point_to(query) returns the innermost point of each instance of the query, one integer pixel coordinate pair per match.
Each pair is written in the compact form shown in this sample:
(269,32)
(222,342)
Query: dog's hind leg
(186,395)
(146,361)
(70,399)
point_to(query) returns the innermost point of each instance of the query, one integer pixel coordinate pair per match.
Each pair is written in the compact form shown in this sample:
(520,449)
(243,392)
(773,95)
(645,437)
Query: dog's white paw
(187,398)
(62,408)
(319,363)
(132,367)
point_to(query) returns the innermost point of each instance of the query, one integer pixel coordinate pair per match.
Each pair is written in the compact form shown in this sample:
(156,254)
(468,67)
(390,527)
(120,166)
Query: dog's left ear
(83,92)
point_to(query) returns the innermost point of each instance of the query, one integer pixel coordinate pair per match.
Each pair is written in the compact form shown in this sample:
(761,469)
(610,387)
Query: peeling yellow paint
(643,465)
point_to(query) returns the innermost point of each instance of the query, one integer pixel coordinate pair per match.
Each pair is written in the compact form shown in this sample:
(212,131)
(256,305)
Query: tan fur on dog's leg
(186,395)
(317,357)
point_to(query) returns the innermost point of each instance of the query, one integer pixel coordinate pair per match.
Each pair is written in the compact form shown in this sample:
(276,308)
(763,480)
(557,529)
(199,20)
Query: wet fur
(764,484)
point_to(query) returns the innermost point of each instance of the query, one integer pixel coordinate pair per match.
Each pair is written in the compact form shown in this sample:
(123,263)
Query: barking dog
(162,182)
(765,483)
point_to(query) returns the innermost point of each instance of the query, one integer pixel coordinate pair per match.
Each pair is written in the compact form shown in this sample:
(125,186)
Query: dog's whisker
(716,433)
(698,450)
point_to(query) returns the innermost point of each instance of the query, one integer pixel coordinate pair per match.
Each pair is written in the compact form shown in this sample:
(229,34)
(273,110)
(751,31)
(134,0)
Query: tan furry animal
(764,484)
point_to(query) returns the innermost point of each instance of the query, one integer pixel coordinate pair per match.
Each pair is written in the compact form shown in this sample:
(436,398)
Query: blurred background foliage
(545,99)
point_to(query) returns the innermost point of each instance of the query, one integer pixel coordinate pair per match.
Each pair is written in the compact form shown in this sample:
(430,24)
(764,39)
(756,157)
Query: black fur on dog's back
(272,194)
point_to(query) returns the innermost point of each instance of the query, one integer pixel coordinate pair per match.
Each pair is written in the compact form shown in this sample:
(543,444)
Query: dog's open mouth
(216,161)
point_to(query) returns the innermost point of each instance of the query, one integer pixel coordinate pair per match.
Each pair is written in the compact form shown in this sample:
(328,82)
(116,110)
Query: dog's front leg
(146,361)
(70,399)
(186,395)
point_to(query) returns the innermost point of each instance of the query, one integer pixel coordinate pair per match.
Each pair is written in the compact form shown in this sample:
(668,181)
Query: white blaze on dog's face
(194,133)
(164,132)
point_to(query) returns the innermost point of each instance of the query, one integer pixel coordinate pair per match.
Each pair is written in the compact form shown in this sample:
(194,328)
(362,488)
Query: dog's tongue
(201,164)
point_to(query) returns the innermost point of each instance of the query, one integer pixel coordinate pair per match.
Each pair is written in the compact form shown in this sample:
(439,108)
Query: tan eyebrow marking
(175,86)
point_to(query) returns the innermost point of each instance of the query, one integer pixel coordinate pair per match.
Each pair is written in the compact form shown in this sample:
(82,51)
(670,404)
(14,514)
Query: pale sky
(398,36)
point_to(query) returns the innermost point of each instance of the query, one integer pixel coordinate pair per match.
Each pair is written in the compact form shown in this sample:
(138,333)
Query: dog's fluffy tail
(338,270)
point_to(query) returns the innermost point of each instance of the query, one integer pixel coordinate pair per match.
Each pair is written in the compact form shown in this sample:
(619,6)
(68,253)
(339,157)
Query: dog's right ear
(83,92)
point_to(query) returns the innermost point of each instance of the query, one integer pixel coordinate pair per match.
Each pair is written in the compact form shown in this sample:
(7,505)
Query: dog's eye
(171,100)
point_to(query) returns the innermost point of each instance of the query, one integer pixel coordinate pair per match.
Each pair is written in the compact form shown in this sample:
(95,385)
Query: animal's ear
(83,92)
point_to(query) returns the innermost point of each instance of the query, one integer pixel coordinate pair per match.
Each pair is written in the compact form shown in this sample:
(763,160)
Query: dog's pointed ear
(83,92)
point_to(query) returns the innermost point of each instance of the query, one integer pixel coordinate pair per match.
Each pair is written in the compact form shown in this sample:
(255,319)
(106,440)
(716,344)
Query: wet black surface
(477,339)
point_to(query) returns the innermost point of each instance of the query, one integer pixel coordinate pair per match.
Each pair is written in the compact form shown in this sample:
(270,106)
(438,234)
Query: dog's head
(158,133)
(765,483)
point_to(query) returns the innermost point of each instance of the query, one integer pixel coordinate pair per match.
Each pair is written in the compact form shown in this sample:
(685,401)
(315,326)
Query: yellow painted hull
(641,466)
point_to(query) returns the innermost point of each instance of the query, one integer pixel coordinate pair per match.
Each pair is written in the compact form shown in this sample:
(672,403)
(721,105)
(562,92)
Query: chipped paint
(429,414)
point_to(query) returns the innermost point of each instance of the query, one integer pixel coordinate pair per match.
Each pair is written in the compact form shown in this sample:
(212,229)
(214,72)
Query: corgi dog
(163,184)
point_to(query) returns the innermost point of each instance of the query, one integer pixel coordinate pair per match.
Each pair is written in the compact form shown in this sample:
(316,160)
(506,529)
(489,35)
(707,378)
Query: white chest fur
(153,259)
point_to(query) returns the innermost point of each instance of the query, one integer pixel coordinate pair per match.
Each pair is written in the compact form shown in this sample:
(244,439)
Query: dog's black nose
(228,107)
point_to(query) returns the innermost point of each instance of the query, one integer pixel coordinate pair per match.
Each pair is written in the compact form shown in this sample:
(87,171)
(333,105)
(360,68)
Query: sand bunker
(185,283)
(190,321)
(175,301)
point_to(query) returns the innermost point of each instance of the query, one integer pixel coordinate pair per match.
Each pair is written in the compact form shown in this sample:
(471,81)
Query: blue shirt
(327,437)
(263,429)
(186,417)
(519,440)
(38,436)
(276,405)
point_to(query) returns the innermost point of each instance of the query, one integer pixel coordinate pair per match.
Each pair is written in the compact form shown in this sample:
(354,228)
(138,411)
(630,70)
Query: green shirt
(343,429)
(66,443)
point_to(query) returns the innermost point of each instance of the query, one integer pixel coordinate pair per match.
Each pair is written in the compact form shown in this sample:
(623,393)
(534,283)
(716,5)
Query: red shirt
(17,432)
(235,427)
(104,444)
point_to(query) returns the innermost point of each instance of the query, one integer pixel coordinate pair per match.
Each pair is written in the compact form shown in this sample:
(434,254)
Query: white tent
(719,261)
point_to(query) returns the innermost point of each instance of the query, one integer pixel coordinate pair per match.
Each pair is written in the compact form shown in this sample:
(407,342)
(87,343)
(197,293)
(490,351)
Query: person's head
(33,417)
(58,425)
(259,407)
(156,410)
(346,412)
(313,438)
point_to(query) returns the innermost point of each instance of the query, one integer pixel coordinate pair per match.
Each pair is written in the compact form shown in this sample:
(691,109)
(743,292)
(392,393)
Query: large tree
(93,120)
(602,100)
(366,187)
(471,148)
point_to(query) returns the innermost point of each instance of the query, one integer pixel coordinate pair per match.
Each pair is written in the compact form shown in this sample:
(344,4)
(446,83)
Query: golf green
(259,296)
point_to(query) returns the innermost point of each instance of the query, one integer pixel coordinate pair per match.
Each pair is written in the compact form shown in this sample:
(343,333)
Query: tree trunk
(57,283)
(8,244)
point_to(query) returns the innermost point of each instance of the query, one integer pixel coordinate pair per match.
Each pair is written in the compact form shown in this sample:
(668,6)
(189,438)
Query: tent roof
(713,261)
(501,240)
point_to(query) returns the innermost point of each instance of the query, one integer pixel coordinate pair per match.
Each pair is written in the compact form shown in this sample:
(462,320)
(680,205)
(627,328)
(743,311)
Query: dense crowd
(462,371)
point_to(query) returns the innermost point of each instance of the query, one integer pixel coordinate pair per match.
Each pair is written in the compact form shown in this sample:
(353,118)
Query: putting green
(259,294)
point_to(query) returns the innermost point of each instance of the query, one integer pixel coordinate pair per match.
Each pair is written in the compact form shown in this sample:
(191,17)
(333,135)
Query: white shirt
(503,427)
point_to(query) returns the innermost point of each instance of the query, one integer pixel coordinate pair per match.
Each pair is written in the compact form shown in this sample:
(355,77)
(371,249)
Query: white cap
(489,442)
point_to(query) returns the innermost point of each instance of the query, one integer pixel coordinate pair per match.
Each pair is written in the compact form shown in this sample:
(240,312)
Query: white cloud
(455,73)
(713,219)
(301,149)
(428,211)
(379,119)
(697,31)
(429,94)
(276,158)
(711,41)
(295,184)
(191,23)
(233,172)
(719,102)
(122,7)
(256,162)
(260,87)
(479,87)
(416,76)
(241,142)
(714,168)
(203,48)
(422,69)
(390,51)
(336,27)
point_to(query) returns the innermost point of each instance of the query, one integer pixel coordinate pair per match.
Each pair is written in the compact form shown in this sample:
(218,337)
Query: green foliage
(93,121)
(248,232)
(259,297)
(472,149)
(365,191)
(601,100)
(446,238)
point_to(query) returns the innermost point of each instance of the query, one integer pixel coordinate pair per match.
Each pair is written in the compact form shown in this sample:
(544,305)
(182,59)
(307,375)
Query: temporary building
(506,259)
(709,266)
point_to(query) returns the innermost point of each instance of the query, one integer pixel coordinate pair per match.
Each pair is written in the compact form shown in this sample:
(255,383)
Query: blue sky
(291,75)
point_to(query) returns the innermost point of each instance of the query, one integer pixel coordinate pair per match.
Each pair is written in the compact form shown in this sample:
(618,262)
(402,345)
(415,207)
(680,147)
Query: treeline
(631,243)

▸ Task prompt
Count the lines in the rows above that contain the word "green" and reply with that number alone.

▸ The response
4